RECORDS FOR THE TASK:
---*---

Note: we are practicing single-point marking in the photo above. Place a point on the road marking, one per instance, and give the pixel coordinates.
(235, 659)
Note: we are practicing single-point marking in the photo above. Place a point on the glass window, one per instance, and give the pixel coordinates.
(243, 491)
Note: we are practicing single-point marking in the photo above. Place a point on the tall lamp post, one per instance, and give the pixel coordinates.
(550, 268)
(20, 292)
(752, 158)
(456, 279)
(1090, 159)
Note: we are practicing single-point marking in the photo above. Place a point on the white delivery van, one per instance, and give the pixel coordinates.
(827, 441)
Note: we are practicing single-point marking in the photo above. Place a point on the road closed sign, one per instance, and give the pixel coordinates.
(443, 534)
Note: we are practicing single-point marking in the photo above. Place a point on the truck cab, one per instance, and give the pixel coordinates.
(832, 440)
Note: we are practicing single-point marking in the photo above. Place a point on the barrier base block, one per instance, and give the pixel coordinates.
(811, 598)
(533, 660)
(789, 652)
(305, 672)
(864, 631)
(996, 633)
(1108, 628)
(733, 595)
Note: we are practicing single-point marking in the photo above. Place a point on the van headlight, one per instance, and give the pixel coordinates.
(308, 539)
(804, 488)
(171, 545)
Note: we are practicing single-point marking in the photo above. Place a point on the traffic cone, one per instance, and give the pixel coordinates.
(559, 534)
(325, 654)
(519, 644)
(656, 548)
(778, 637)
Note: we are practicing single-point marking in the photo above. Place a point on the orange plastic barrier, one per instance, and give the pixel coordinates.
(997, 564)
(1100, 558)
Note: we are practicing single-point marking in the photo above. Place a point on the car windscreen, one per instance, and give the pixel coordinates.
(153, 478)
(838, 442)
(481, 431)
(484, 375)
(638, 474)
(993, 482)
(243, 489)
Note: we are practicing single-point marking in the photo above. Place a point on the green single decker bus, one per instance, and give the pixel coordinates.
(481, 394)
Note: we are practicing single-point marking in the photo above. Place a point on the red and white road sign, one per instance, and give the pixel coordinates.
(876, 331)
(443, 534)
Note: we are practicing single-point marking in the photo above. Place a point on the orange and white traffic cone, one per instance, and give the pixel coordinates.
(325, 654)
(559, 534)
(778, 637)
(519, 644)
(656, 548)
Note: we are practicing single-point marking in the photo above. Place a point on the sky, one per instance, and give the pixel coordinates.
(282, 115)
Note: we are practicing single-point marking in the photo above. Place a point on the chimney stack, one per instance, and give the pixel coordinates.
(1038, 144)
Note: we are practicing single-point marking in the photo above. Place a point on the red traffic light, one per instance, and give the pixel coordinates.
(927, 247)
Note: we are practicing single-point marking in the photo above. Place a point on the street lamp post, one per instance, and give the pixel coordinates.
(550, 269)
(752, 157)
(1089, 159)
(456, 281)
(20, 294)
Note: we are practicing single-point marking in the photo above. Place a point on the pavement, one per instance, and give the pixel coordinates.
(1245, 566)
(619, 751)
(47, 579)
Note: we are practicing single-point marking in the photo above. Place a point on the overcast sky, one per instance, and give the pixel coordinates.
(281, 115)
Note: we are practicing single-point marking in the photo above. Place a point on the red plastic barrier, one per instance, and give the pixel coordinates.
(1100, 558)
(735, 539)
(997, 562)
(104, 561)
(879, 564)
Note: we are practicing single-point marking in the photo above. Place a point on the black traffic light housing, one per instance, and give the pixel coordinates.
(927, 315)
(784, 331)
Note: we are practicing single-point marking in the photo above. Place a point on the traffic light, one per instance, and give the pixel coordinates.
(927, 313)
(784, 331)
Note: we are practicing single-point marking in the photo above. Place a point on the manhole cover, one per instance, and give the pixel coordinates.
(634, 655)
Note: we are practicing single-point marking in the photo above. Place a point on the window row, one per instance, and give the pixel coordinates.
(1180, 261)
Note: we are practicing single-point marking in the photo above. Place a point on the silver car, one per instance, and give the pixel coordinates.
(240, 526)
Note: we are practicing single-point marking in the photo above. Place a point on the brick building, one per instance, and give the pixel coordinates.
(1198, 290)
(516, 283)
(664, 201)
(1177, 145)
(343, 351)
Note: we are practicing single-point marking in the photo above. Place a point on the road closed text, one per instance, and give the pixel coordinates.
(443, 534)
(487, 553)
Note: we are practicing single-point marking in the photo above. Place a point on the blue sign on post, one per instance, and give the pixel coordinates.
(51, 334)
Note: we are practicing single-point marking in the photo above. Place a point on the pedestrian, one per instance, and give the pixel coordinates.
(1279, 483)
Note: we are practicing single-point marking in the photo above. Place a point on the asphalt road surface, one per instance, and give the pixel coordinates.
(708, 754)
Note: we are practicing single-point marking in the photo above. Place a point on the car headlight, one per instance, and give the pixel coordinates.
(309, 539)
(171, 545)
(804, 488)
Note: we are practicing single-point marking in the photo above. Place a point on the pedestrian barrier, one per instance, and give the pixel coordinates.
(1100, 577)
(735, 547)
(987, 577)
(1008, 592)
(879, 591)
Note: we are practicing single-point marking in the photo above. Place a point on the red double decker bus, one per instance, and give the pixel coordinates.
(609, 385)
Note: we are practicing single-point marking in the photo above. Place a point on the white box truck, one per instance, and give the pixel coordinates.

---*---

DO THIS: Update the lines starting at the one containing "the red traffic" and ending at the one containing "(1180, 261)" by changing "pavement" to "sidewalk". Give back only those lines, with nothing else altered.

RESPONSE:
Note: we are practicing single-point marking in the photo above. Place a point on the red traffic light, one per instance, and give the pixel coordinates.
(927, 247)
Note: we are practicing single-point marking in the photo above. Place a point on the street lamp post, one per instance, and give the pixel coordinates.
(550, 269)
(752, 157)
(1089, 159)
(456, 281)
(20, 294)
Note: we are practicing single-point marking in the photo above. Place a point on the sidewalk, one per instance, and give the pixel coordinates.
(1245, 566)
(619, 751)
(47, 579)
Note: we are practicing single-point marking in the photo above. Place a point on the overcast sky, one per instance, and give the pixel coordinates.
(281, 115)
Note: we are practicing single-point marking in the photo above. Place a point on the red plastic barrier, one per instance, and give the pixel coordinates.
(1100, 558)
(735, 539)
(997, 562)
(104, 561)
(879, 564)
Note: we are practicing single-point marking in the photo above. Place a point on the black traffic light housing, one per instance, and give the pixel coordinates.
(927, 315)
(784, 331)
Note: we are practicing single-point marking in the photo above. Place a point on the traffic light, one per instance, and give the pixel coordinates.
(927, 313)
(784, 331)
Note: we are practicing single-point marking in the photo above. Place a point on the manhole cover, one per instance, and give the pixel coordinates.
(634, 655)
Note: we are practicing single-point marking in the photo above. Place a point on the window row, one per instance, and give the pixel coordinates.
(1180, 261)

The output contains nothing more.